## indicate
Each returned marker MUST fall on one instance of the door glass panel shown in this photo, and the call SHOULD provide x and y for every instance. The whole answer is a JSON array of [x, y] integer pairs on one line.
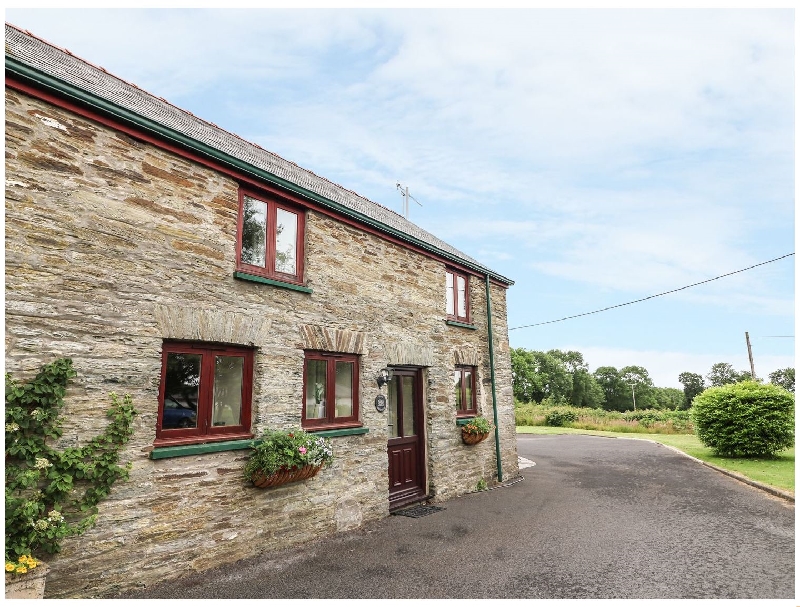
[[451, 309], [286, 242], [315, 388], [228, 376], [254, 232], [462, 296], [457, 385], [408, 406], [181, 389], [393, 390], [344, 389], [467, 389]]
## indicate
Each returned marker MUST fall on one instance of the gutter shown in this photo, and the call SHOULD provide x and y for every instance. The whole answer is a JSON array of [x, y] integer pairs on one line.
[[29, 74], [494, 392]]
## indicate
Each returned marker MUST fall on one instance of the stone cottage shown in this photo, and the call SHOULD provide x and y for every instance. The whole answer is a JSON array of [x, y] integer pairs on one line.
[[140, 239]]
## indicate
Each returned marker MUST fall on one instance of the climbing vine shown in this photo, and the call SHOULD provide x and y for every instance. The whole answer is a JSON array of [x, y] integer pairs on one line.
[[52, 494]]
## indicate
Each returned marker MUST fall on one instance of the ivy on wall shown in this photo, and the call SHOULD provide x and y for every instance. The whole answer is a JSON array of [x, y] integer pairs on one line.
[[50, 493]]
══════
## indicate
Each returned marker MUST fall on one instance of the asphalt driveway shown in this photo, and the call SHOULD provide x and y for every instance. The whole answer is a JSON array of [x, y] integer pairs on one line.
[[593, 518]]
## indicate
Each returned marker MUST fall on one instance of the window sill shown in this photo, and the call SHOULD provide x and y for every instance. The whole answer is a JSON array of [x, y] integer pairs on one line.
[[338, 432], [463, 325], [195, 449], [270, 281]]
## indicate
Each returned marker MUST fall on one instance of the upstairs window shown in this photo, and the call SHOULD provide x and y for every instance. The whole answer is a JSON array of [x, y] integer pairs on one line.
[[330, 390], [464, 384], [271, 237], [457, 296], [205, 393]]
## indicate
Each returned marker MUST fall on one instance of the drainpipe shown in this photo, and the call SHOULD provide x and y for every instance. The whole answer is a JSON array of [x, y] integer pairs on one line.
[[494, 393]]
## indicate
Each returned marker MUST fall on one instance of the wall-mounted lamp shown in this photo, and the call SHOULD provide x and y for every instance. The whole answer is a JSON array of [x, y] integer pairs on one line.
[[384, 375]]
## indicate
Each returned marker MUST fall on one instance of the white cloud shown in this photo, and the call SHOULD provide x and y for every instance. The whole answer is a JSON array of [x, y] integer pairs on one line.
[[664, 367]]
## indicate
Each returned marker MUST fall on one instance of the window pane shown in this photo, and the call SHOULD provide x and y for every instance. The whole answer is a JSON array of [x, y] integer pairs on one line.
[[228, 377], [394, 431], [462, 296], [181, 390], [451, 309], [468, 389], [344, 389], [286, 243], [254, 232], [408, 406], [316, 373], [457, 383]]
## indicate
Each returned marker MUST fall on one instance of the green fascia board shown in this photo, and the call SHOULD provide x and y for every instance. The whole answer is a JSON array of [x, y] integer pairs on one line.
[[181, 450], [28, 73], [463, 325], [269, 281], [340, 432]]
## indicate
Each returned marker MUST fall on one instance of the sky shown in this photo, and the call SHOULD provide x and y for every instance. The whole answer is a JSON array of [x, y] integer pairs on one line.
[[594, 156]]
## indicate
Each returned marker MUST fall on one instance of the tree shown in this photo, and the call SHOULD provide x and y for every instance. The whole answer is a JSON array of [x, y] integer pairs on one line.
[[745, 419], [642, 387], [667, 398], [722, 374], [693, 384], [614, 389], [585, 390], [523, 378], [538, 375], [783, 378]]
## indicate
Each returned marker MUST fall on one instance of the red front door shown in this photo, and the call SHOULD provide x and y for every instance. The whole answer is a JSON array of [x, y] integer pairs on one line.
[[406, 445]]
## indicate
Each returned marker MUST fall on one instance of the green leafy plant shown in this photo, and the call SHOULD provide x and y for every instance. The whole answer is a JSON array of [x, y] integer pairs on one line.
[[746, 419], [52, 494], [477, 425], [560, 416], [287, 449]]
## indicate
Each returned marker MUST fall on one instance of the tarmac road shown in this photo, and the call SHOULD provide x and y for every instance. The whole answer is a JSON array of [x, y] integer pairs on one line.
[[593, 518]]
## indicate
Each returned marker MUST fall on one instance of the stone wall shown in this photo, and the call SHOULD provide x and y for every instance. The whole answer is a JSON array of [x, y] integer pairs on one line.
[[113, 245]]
══════
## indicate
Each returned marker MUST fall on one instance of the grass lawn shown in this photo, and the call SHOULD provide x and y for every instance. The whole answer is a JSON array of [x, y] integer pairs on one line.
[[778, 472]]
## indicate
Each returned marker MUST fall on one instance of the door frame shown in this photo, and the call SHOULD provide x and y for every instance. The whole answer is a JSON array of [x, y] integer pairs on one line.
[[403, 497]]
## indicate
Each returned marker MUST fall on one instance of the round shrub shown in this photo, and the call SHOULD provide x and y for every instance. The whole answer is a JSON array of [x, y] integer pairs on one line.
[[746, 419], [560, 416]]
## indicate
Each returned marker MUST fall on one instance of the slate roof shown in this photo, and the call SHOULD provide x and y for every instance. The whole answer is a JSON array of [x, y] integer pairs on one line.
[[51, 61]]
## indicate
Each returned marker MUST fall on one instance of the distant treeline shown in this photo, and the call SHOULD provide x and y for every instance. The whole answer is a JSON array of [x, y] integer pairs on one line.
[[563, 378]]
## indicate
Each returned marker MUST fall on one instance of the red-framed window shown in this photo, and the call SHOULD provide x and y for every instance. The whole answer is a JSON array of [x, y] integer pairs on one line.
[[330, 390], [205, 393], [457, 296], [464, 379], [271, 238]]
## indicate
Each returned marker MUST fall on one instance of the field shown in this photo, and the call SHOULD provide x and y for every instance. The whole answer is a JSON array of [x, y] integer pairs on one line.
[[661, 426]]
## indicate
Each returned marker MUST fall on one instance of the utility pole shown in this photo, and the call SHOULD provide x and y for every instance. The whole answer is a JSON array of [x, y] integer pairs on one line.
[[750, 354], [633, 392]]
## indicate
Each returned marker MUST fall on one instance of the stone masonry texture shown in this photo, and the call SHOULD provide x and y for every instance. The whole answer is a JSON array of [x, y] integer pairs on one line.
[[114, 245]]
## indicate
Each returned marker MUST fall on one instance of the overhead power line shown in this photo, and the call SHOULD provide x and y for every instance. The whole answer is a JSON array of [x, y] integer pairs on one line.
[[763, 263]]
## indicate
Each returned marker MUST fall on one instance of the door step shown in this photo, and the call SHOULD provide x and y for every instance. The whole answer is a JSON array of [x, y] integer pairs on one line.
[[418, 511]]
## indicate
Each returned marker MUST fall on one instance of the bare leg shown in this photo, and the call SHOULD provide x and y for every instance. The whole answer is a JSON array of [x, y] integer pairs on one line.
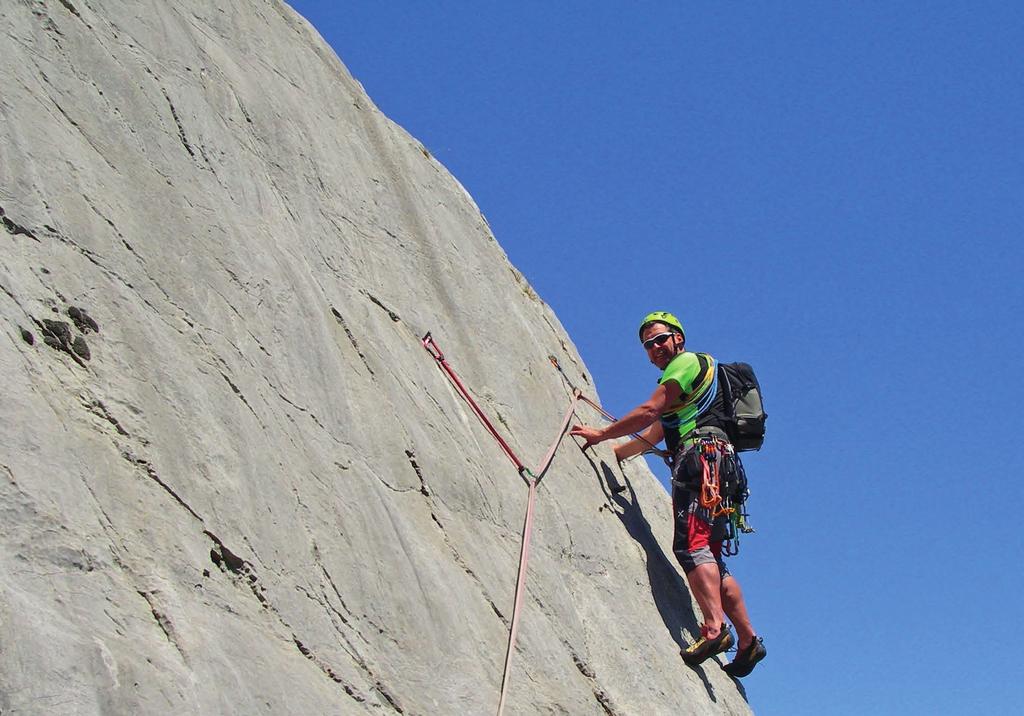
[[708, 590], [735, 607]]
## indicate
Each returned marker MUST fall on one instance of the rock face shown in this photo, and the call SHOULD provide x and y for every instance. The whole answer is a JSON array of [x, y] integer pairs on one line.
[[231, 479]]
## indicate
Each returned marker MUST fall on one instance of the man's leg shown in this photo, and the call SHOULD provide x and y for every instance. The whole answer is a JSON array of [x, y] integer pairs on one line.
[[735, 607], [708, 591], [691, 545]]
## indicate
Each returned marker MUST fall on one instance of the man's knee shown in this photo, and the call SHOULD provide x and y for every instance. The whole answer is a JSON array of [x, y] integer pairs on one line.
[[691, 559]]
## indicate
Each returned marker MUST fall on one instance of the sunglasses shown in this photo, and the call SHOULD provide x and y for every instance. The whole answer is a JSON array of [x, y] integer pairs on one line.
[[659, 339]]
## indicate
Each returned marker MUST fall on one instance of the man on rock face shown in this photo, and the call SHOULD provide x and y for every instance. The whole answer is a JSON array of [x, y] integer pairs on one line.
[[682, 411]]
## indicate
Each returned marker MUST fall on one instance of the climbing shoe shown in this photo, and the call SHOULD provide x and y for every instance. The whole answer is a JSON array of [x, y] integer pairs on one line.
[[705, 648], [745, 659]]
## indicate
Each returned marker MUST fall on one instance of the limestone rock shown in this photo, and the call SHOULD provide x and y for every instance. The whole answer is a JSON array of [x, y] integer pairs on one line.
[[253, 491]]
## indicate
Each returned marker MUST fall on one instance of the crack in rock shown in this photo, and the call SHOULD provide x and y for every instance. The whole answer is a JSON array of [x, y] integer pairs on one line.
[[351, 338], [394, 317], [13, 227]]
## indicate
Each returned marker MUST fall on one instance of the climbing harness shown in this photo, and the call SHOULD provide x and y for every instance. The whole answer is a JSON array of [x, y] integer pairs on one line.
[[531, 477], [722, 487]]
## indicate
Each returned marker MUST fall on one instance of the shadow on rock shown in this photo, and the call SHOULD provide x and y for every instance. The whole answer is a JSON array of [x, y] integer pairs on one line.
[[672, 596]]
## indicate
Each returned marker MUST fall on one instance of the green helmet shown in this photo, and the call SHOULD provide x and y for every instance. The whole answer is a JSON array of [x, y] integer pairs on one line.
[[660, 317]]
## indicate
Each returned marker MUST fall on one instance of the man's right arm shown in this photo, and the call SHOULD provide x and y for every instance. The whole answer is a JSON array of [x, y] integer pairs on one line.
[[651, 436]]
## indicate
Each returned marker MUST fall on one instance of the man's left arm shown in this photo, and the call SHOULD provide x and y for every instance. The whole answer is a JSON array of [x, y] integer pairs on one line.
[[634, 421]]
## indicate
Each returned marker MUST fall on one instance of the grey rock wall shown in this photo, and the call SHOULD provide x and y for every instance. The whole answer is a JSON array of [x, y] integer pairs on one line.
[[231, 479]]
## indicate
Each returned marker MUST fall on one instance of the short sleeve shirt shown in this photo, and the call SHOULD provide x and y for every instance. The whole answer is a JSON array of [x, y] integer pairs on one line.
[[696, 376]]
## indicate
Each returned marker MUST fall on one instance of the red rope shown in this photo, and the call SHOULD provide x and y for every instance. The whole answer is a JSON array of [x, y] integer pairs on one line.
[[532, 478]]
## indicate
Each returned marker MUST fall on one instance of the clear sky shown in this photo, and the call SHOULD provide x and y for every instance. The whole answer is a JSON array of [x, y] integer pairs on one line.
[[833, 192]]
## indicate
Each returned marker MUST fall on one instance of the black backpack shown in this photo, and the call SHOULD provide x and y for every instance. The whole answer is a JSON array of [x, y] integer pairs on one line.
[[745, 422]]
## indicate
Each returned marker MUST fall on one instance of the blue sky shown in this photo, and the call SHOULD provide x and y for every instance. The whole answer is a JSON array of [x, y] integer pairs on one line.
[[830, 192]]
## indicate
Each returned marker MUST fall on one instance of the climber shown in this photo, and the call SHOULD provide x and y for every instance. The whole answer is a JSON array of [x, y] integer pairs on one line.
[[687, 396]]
══════
* _Problem to work on_: Please pick out every line in the material above that contains the string "wall" and copy each of those lines.

* _Solution for this problem_:
Each returned marker MUST fall on one instance of the ivy on wall shown in this photo, and the call SHOULD provide x and y for every instance. The whole answer is a JSON array of [x, y] integer pairs on one line.
Each returned marker MUST fall on one instance of the wall-mounted lamp shown in this photo, and the call SHOULD provide x and y for every instance. The whole answer is a JSON array of [x, y] integer pairs on one line.
Each returned marker MUST fall on one instance of the stone wall shown in this photo, and the call SHOULD provide x and y for every instance. The whole answer is a JSON array of [x, y] integer pairs on one line.
Each returned marker MUST fall on one instance of the grey rock wall shown in this photo, and the call SHOULD provide x and y for every instance. The whole answer is a JSON array of [x, y] integer pairs on one line.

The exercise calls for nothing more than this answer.